• Text provided
——————

My cleanse is still going strong!  I’m still almost always hungry, but it’s nothing I can’t handle.

Day 5

My breakfast smoothie on day 5 consisted of banana, raspberries, kale, udo’s, almond milk and chocolate hempshake.  Very tasty.  I also took my multi and b complex supplement.  For a snack I had a peach, a pear and blueberry green tea.

For lunch, I topped the quinoa salad with black beans and mango with some perfectly ripe avocado, all served over spinach.  The avocado greatly improved the quinoa salad in my opinion, but really, what doesn’t avocado improve?

Afternoon snack was carrot sticks, cucumber and green pepper strips with more roasted eggplant and garlic hummus.

For dinner I made Brown Rice ‘n’ Beans Jumble-aya from Eat, Drink & Be Vegan with steamed green beans.  I bought the suggested file powder, but was worried that I wouldn’t like it when I smelled it cooking.  Luckily it balances well with the rest of the ingredients and I liked it just fine.  I don’t think I’ll be going crazy with the file powder quite yet though.  Also, the brown rice didn’t cook all the way in the 45 minutes cooking time called for.  I let it cook for 10 extra minutes and the rice was still quite al dente.  Overall, this is a very good dish that I would definitely make again.  After dinner I had peppermint tea and called it a night.

Day 6

This smoothie had basil, kale, blueberries, peach, chia seed and amazon acai hempshake.  Basil – weird, I know, but I had some basil wasting away in the fridge and nothing else to do with it so I decided to experiment.  I wouldn’t call basil in a smoothie good necessarily, but it wasn’t bad either.  The basil flavor was definitely big but not overpowering.  I want to continue experimenting, maybe with fresh ginger and some spices.  Along with the smoothie I took coQ10 and a multi.

The rest of Thursday was less interesting.  My morning snack was a plum, two apricots, almonds and coffee with unsweetened almond milk.  Lunch was more quinoa salad with black beans and mango, topped with avocado and served over spinach.  Afternoon snack was carrot sticks and cucumber with the last of the roasted eggplant and garlic hummus.  Dinner was leftover brown rice ‘n’ beans jumble-aya and steamed green beans, followed by wild sweet orange tea.

——————

• Excerpted data
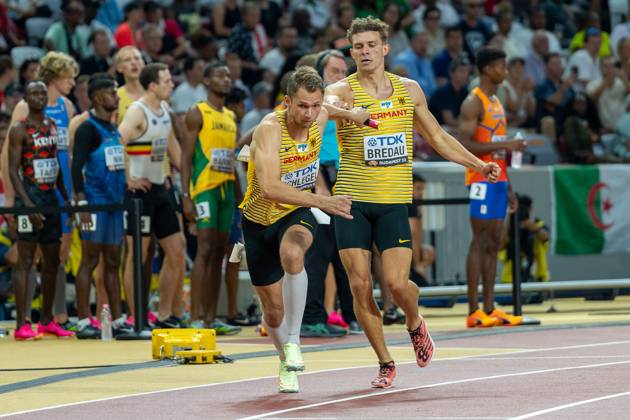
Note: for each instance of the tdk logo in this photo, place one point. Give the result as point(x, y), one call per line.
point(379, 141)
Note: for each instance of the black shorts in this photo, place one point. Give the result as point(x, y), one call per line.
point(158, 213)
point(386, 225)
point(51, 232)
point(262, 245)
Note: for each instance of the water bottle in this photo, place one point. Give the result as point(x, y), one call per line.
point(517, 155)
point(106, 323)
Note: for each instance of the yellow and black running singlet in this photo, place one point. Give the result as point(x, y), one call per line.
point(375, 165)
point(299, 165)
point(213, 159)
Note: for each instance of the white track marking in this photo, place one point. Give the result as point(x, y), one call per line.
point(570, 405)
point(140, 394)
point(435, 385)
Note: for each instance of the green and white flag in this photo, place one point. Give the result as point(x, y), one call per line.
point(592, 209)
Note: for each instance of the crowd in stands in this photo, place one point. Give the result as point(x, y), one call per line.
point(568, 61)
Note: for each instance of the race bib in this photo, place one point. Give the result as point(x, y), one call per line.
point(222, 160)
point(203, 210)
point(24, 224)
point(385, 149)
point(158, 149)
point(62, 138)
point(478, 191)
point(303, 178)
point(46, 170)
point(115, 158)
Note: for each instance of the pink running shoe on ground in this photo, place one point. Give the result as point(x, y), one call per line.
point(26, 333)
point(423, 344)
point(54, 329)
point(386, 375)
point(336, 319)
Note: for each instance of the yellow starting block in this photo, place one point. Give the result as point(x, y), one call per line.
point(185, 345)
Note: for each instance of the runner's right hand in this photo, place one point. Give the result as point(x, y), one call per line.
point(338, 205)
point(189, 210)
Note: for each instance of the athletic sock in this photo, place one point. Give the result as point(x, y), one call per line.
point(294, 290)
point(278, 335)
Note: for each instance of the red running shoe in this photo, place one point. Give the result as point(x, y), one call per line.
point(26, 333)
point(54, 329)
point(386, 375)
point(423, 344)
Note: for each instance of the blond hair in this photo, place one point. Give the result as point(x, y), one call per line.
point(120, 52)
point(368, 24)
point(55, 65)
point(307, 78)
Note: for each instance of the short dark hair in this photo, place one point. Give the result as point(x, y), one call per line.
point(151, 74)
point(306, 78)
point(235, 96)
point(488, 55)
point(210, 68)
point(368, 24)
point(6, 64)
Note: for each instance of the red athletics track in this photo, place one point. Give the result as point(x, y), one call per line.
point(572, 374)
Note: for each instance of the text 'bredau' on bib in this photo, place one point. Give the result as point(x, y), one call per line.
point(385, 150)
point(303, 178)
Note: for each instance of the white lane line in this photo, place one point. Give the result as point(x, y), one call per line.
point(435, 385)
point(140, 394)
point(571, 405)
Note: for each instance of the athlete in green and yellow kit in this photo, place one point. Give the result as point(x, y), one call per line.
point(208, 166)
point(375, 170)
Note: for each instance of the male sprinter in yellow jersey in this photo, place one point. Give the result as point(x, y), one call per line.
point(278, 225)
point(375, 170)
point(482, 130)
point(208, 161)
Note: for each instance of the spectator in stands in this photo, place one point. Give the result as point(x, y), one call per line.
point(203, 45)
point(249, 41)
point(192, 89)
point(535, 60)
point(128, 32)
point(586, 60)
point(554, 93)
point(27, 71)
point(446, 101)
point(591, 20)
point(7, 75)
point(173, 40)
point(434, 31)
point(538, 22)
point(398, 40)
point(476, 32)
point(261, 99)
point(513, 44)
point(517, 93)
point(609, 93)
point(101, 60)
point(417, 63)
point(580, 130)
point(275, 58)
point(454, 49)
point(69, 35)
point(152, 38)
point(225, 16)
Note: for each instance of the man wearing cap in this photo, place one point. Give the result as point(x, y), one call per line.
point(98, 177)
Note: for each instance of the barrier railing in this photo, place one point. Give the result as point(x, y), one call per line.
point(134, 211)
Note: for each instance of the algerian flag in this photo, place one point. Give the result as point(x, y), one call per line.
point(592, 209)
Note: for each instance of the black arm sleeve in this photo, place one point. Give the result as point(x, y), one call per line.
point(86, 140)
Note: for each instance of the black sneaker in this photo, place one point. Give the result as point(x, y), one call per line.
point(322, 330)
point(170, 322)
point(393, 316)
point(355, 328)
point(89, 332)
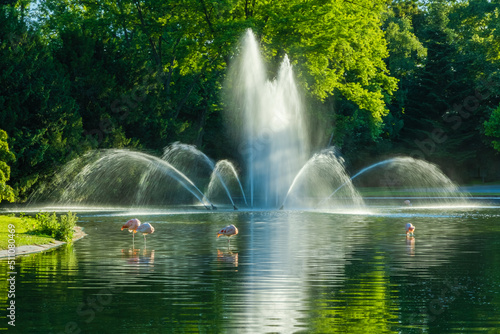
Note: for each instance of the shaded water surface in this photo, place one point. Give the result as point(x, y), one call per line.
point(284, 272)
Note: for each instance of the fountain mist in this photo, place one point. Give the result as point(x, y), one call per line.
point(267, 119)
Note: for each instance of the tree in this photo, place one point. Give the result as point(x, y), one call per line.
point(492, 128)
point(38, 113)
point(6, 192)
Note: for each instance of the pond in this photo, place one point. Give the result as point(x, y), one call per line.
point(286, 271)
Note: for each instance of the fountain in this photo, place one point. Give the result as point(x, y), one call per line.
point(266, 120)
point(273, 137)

——————

• Written problem
Please write out, word for word, the part of the cleanse journal above that begins at the words "For lunch, I" and stops after the words "more roasted eggplant and garlic hummus.".

• Result for this exercise
For lunch, I topped the quinoa salad with black beans and mango with some perfectly ripe avocado, all served over spinach.  The avocado greatly improved the quinoa salad in my opinion, but really, what doesn’t avocado improve?

Afternoon snack was carrot sticks, cucumber and green pepper strips with more roasted eggplant and garlic hummus.